◆ What you have to do
Restate the listing below word for word, and leave its pictures behind.

-------- Records for the exercise

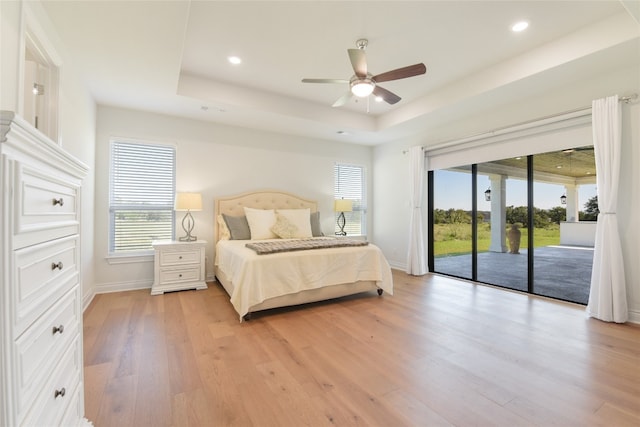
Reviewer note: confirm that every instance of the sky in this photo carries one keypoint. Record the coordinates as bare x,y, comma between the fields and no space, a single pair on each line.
457,192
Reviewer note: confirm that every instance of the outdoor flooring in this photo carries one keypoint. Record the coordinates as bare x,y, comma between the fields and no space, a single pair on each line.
562,272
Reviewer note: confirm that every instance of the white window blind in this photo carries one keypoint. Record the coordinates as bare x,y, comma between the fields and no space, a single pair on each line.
141,195
349,184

----------------

◆ Task result
Reviewer note: confirm that every instance of the sky in this photo carries one keypoint. Record the coordinates as bare x,y, comma between the fields and no space, a single pair on each line.
457,192
Reviewer note: confirm that every instance of the outdoor flooring in this photo carries one keypoint. Record the coordinates as bare x,y, comma between the fields and no space, a single pair on each line.
562,272
Reviewer note: confirm that every instance of the white window blind in this photo carries one keypoint. Record the coordinates as bare x,y, comma between the fields and no space, a single pair on each line.
141,195
349,184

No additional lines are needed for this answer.